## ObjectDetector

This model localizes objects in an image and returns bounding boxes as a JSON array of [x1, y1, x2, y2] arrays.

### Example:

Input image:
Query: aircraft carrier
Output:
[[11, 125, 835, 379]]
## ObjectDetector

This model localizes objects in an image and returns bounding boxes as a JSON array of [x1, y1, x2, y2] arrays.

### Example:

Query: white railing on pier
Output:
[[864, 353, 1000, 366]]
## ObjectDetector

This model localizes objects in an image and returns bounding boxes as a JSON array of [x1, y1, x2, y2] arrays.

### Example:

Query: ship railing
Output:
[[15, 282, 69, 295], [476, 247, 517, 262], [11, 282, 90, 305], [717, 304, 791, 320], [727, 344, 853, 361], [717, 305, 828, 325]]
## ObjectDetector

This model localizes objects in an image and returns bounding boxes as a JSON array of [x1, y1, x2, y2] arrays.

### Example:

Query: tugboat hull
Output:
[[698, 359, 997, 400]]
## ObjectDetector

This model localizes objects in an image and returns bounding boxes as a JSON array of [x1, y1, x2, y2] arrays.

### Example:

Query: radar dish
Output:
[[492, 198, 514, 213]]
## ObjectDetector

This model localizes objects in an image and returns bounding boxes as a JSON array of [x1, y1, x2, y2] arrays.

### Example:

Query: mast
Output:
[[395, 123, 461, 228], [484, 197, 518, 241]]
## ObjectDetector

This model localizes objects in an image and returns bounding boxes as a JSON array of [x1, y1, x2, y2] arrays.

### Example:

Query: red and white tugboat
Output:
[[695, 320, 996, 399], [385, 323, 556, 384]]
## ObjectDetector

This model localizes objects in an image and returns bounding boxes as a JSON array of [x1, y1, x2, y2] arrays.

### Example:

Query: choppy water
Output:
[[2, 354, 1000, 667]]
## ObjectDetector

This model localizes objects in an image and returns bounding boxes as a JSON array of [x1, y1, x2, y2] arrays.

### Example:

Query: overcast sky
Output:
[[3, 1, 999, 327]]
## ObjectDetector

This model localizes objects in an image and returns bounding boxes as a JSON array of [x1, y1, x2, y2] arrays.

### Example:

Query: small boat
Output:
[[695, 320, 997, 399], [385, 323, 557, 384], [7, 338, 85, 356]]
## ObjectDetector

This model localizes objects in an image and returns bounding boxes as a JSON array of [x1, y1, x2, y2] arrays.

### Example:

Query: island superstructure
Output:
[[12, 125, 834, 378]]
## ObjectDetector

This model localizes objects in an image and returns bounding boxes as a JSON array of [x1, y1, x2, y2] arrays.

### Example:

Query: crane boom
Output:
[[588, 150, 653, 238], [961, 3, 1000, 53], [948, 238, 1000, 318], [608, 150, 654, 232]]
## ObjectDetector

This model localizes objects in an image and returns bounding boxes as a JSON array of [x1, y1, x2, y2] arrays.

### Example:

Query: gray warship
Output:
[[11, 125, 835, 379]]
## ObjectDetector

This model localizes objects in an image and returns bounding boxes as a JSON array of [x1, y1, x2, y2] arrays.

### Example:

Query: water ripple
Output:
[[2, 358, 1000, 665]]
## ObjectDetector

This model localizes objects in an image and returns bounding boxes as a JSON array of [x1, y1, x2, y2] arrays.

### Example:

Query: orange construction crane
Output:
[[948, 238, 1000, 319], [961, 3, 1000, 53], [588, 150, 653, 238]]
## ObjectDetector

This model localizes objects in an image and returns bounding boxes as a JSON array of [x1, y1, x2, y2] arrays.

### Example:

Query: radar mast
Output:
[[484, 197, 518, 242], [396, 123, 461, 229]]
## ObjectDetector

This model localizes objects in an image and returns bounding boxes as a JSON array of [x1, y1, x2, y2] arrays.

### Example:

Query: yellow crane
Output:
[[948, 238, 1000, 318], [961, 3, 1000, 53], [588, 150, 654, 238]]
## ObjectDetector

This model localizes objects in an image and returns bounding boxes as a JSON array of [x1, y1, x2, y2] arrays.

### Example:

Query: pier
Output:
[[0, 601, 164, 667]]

+++

▶ _How to complete this task_: Which of the lines above hold the word "white"? Copy each one.

▶ _Exercise response_:
Query: white railing on pier
Query: red and white tugboat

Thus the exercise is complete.